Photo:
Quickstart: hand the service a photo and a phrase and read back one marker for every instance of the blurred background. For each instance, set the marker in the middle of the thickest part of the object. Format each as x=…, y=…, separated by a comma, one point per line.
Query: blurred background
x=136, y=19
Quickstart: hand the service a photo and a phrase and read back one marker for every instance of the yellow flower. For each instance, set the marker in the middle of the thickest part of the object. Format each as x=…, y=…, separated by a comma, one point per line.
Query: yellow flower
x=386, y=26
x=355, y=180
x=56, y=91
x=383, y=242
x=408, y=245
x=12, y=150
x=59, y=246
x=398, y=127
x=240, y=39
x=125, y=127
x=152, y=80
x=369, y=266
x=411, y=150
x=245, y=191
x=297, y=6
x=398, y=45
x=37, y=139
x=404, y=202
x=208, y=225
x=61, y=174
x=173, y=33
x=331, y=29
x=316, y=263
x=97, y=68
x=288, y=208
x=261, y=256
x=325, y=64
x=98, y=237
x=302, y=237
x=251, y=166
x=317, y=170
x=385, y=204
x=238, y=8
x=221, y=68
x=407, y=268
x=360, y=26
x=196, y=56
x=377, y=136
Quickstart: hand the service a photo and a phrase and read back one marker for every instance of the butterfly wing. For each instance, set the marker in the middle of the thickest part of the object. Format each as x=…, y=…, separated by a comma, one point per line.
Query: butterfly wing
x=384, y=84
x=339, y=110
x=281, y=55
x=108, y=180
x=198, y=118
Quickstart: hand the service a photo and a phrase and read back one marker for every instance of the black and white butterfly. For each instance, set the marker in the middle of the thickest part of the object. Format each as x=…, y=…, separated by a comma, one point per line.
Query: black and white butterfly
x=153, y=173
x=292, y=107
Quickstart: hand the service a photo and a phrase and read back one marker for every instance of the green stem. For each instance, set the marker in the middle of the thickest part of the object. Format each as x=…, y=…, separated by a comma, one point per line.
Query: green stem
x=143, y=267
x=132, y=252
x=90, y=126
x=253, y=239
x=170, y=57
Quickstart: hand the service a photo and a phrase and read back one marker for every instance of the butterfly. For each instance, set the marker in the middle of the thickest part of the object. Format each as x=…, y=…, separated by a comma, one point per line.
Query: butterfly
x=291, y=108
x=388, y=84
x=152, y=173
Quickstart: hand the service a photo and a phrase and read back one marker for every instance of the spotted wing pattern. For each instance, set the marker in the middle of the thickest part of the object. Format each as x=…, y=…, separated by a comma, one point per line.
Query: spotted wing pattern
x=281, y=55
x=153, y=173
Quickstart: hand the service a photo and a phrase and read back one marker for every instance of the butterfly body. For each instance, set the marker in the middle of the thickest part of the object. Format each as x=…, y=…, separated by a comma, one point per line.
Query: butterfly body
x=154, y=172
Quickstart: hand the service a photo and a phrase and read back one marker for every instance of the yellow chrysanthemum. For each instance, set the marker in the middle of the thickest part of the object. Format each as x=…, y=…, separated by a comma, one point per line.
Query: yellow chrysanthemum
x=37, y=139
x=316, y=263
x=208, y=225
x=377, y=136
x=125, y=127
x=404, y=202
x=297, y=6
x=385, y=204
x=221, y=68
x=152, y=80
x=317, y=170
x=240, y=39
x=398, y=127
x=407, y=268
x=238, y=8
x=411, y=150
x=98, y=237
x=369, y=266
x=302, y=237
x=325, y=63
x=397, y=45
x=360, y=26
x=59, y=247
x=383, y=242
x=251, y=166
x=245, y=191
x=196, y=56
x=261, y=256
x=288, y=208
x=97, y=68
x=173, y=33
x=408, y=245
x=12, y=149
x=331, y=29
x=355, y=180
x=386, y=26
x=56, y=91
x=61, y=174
• • • • •
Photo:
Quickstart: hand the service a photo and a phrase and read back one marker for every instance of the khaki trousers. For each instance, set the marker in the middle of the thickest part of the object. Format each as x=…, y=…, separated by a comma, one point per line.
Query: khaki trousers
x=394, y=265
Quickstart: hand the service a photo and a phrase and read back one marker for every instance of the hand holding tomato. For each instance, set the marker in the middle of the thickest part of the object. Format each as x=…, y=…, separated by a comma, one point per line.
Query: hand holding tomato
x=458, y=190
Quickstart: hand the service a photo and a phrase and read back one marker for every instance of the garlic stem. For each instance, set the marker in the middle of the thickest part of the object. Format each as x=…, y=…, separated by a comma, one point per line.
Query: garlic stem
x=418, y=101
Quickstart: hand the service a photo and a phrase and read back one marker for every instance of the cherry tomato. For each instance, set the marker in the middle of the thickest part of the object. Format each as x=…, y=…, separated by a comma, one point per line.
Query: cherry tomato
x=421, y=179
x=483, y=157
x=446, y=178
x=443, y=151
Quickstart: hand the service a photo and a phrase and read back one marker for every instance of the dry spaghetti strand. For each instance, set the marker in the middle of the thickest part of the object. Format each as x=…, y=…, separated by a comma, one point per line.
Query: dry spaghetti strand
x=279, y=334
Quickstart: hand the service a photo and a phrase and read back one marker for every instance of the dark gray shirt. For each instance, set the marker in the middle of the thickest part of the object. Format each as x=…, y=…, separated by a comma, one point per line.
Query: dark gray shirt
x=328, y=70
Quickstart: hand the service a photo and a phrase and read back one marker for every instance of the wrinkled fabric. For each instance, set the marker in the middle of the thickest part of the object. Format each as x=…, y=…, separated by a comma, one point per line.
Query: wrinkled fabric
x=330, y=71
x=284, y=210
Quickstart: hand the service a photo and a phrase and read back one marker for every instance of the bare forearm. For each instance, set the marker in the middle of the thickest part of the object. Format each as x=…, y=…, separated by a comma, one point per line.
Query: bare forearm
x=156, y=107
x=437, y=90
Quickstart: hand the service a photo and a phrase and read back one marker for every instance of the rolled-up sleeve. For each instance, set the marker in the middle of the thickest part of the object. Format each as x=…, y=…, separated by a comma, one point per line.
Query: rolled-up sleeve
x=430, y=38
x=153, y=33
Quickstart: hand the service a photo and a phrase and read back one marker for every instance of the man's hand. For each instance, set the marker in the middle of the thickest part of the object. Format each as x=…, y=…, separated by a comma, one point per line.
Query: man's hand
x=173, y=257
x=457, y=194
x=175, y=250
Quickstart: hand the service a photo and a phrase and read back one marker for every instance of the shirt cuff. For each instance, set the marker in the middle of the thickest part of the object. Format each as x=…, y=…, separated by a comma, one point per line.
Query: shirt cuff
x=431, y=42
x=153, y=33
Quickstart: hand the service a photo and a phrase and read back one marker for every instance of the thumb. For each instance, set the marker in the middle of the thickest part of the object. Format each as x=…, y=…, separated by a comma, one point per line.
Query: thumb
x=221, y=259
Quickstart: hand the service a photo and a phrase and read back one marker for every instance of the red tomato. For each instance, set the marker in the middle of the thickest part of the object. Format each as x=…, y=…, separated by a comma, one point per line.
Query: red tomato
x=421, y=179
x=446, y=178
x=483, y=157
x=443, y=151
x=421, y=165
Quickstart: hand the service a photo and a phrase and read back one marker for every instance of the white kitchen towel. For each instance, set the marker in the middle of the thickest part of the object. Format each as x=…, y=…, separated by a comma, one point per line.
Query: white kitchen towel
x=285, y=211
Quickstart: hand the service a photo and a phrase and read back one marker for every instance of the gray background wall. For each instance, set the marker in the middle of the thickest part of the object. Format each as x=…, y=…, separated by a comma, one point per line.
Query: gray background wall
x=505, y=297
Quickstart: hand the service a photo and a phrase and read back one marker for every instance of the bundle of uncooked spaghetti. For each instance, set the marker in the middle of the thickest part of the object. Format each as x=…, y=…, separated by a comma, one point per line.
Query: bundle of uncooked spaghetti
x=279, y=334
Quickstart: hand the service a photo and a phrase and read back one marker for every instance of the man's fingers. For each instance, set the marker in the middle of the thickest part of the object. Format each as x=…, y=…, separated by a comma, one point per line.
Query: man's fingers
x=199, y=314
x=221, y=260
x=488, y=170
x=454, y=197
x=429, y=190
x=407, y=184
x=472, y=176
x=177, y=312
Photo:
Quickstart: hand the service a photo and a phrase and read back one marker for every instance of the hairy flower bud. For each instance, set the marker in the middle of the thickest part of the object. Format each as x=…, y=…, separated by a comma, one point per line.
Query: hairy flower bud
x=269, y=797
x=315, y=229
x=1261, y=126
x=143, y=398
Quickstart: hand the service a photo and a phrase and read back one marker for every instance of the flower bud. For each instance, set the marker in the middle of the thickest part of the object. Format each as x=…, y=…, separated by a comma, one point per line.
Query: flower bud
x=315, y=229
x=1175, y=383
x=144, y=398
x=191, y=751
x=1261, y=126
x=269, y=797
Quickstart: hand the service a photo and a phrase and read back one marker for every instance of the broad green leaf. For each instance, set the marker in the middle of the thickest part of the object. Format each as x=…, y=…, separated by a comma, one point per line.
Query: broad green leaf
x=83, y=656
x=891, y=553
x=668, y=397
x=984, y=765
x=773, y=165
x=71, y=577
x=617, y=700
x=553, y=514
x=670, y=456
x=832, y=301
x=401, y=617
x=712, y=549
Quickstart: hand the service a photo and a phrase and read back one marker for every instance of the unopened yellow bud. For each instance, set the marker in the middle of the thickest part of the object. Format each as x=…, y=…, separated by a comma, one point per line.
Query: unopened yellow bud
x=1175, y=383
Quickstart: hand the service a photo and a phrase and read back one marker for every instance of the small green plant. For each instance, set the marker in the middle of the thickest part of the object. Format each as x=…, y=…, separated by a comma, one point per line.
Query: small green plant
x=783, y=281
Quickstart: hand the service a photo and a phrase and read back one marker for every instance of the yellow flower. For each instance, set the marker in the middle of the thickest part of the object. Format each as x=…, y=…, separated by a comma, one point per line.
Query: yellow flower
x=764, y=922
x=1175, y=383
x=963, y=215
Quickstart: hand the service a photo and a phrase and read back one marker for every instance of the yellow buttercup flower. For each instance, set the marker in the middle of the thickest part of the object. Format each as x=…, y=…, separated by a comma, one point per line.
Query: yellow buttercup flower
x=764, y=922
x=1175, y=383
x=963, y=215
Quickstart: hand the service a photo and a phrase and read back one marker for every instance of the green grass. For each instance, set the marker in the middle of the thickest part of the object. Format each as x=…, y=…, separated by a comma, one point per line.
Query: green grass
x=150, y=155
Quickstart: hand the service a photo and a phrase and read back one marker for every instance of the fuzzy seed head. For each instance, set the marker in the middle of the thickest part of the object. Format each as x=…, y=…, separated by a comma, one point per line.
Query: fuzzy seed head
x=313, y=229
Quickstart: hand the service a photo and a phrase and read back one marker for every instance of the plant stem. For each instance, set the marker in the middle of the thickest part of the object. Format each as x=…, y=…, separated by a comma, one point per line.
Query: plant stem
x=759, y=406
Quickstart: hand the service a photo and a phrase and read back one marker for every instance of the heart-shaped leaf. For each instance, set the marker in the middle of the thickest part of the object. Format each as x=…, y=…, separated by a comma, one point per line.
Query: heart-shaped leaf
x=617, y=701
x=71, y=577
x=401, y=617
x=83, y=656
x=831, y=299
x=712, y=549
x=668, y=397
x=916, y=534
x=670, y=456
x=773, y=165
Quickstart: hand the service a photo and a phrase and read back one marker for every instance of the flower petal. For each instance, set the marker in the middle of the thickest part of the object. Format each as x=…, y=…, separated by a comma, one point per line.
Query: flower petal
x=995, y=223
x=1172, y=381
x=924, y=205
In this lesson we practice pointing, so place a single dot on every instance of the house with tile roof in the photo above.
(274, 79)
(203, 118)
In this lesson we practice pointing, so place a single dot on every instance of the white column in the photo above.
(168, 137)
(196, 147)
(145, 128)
• • • • •
Everything above from the line containing "the man's fingers." down to the line containing "the flower bud." is to be transcribed exactly, with both of those lines included and nothing else added.

Quickstart: hand the service a photo and a phrase and read back one marker for every instance of the man's fingers. For each instance, set the marker in the middle of the thickest part of the object. Format each as x=…, y=…, separated by a comma, one point per line.
Query: man's fingers
x=199, y=314
x=221, y=260
x=488, y=170
x=454, y=197
x=429, y=190
x=407, y=184
x=472, y=176
x=177, y=312
Photo:
Quickstart: hand the service a photo and a phrase and read back one marker for every instance of the hairy flower bud. For each instance, set the marker in the middle of the thickest part of the object. Format each as x=…, y=…, separated by a comma, one point per line.
Query: hairy flower bud
x=269, y=797
x=315, y=229
x=1261, y=126
x=143, y=398
Quickstart: hand the service a photo and a phrase and read back one marker for every instance of the flower bud. For each instance, set the marker in the middle of the thickest part of the object. Format each as x=…, y=…, separated by a comma, one point per line.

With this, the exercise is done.